Study text:
==========

It's not pointless and I know your beating yourself up just like I do.....If I had pain killers I would be so tempted to take them but i wouldn't be able to throw them out either like you. But you are right, once you get one fix. It just seems to keep going until some miracle happens and your eyes are opened....I think your doing a great job. Like is all about up's and downs so please don't beat yourself up.
 
Thank you all for your replies. I'm so sorry it's taken so long for me to reply, myself. I read your answers, and I was very grateful, but I was so messed up that I was trying to ignore everything.

Well, tonight, I have had an especially bad night and I have gotten high, after almost two years of nothing. Not crazy high - four Solpadol, which is 120mg codeine and 2g paracetamol. And a few glasses of wine. I know I shouldn't even have taken that much paracetamol in one go, but I was desperate tonight. And I'm opiate naive, more or less, so 120mg is well enough for me.

I have a hx of depression, anxiety, panic attacks, etc... I've been fighting an episode off for a while, but it's coming into winter here in Ireland, and I have begun to notice (over the last few years) that things are a hundred times harder for me in the winter. I've been taking vitamin D, trying to meditate, trying to eat better...but I'm a med student, and I find that really stressful, plus my two year relationship is going rapidly downhill, so my stress levels are way too high at the moment. I'm struggling with everything on a daily basis.

==========

[Free-text object descriptions]

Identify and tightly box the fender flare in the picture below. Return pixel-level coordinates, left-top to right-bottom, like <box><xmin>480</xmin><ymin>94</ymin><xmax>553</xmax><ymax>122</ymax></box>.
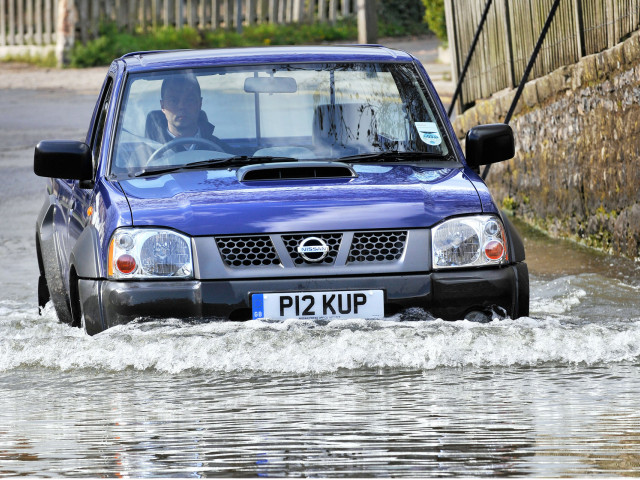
<box><xmin>501</xmin><ymin>214</ymin><xmax>525</xmax><ymax>263</ymax></box>
<box><xmin>69</xmin><ymin>225</ymin><xmax>104</xmax><ymax>279</ymax></box>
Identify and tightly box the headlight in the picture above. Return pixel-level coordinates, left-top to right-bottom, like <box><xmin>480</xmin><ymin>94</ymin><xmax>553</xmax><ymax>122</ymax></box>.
<box><xmin>107</xmin><ymin>228</ymin><xmax>193</xmax><ymax>278</ymax></box>
<box><xmin>431</xmin><ymin>215</ymin><xmax>508</xmax><ymax>270</ymax></box>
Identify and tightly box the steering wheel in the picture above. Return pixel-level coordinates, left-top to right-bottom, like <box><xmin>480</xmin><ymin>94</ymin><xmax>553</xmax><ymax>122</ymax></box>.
<box><xmin>147</xmin><ymin>137</ymin><xmax>224</xmax><ymax>165</ymax></box>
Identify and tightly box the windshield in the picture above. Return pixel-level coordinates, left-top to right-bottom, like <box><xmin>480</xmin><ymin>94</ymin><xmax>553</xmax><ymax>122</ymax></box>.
<box><xmin>111</xmin><ymin>63</ymin><xmax>449</xmax><ymax>175</ymax></box>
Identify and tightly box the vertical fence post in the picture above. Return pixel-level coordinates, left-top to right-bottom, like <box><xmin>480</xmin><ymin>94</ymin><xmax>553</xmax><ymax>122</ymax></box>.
<box><xmin>56</xmin><ymin>0</ymin><xmax>77</xmax><ymax>67</ymax></box>
<box><xmin>269</xmin><ymin>0</ymin><xmax>278</xmax><ymax>25</ymax></box>
<box><xmin>246</xmin><ymin>0</ymin><xmax>258</xmax><ymax>25</ymax></box>
<box><xmin>0</xmin><ymin>0</ymin><xmax>7</xmax><ymax>46</ymax></box>
<box><xmin>504</xmin><ymin>0</ymin><xmax>516</xmax><ymax>88</ymax></box>
<box><xmin>211</xmin><ymin>0</ymin><xmax>220</xmax><ymax>30</ymax></box>
<box><xmin>357</xmin><ymin>0</ymin><xmax>378</xmax><ymax>44</ymax></box>
<box><xmin>43</xmin><ymin>0</ymin><xmax>53</xmax><ymax>45</ymax></box>
<box><xmin>573</xmin><ymin>0</ymin><xmax>587</xmax><ymax>58</ymax></box>
<box><xmin>25</xmin><ymin>0</ymin><xmax>33</xmax><ymax>43</ymax></box>
<box><xmin>444</xmin><ymin>0</ymin><xmax>460</xmax><ymax>111</ymax></box>
<box><xmin>306</xmin><ymin>0</ymin><xmax>316</xmax><ymax>23</ymax></box>
<box><xmin>35</xmin><ymin>0</ymin><xmax>43</xmax><ymax>45</ymax></box>
<box><xmin>236</xmin><ymin>0</ymin><xmax>242</xmax><ymax>33</ymax></box>
<box><xmin>15</xmin><ymin>0</ymin><xmax>24</xmax><ymax>45</ymax></box>
<box><xmin>293</xmin><ymin>0</ymin><xmax>304</xmax><ymax>23</ymax></box>
<box><xmin>176</xmin><ymin>0</ymin><xmax>184</xmax><ymax>30</ymax></box>
<box><xmin>605</xmin><ymin>0</ymin><xmax>617</xmax><ymax>48</ymax></box>
<box><xmin>447</xmin><ymin>0</ymin><xmax>492</xmax><ymax>116</ymax></box>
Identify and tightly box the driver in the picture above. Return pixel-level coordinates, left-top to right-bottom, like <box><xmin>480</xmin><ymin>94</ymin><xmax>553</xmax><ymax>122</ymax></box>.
<box><xmin>145</xmin><ymin>74</ymin><xmax>225</xmax><ymax>151</ymax></box>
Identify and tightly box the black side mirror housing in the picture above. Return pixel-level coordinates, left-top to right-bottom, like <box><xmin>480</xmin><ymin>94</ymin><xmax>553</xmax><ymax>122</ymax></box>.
<box><xmin>33</xmin><ymin>140</ymin><xmax>93</xmax><ymax>180</ymax></box>
<box><xmin>465</xmin><ymin>123</ymin><xmax>516</xmax><ymax>168</ymax></box>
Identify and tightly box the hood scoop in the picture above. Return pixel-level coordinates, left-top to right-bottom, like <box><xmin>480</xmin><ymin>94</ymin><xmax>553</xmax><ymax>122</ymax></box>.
<box><xmin>237</xmin><ymin>161</ymin><xmax>358</xmax><ymax>182</ymax></box>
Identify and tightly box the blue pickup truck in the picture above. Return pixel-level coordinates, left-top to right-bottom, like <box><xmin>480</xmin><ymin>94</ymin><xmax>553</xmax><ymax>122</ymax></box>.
<box><xmin>34</xmin><ymin>46</ymin><xmax>529</xmax><ymax>335</ymax></box>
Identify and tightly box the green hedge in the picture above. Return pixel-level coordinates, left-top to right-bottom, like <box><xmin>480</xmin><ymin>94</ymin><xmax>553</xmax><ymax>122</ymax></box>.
<box><xmin>70</xmin><ymin>0</ymin><xmax>428</xmax><ymax>67</ymax></box>
<box><xmin>422</xmin><ymin>0</ymin><xmax>447</xmax><ymax>44</ymax></box>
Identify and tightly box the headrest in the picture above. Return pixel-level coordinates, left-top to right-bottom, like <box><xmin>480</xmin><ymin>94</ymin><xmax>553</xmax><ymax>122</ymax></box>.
<box><xmin>144</xmin><ymin>110</ymin><xmax>209</xmax><ymax>143</ymax></box>
<box><xmin>313</xmin><ymin>103</ymin><xmax>378</xmax><ymax>147</ymax></box>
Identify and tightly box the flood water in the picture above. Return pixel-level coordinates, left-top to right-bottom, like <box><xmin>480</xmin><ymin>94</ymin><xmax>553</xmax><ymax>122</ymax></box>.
<box><xmin>0</xmin><ymin>87</ymin><xmax>640</xmax><ymax>477</ymax></box>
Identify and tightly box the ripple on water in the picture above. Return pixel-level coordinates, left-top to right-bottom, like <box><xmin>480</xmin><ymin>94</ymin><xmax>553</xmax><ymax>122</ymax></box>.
<box><xmin>0</xmin><ymin>275</ymin><xmax>640</xmax><ymax>374</ymax></box>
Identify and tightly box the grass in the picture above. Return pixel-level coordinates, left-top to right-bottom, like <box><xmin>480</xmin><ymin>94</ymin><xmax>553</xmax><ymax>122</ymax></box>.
<box><xmin>70</xmin><ymin>18</ymin><xmax>428</xmax><ymax>67</ymax></box>
<box><xmin>2</xmin><ymin>51</ymin><xmax>57</xmax><ymax>68</ymax></box>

==========

Work task A:
Answer these questions from the forum posts:
(i) After how long without drugs did the writer of the second post get high?
(ii) How much codeine was in the four Solpadol taken?
(iii) Where does the writer of the second post live?
Work task B: In the forum posts, rewrite the passage between "Well, tonight, I" and "enough for me.", inclusive, changing "Solpadol" to "tablets".
Work task C: Write the next part of the forum posts on codeine use, picking up after the last sentence shown.

Written reply A:
(i) Almost two years
(ii) 120mg
(iii) Ireland

Written reply B:
Well, tonight, I have had an especially bad night and I have gotten high, after almost two years of nothing. Not crazy high - four tablets, which is 120mg codeine and 2g paracetamol. And a few glasses of wine. I know I shouldn't even have taken that much paracetamol in one go, but I was desperate tonight. And I'm opiate naive, more or less, so 120mg is well enough for me.

Written reply C:
I'm sorry for droning on. I'm still not sure what the point of this post is - I think I just need to vent - so I am very much thankful for anyone who doesn't resent me for just having a selfish outpouring of emotion. For anyone who can resonate with what I am saying - please talk to me here, maybe we can help each other through it...
 
Winter is hard for me, too. Just thinking about the long months stuck inside has started the depression/anxiety cycle in earnest this year. Hang in there, you're not alone!
 
Winter is hard for me, too. Just thinking about the long months stuck inside has started the depression/anxiety cycle in earnest this year. Hang in there, you're not alone!

Thanks @blue1995, it's good to hear there's someone else experiencing it.

What do you do to combat the winter blues? I think I need to start exercising. Unfortunately, it's so rainy here that it's hard to motivate myself to go out in it! Do you have any particular coping mechanisms?
 
When I tried to quit smoking I found that simply having a pack of cigarettes made it easier for me to quit, (I had quit for 6 months and then started smoking again :P ) something about knowing they were there helped a lot. In this case I would say you should get rid of those pills as soon as possible. It seems like you're only torturing yourself by keeping them around. It's not easy to do and when you toss em you will probably regret it at first but, in the long run, it's the right thing to do if you want to stay clean. Think about it this way, keeping them around and having these powerful cravings makes it kind of inevitable that you may take some. I hope everything works out for you, any kind of addiction is a nightmare.
 
I have a really difficult time when the weather gets cooler as well, Z-girl. I try to get outside even if it's chilly out and that seems to help. Get an umbrella and some rain boots and jump in some puddles! Have you talked to a doctor about your depression and anxiety? They might be able to prescribe you to something that will help and even just talking to a therapist can help me quite a bit.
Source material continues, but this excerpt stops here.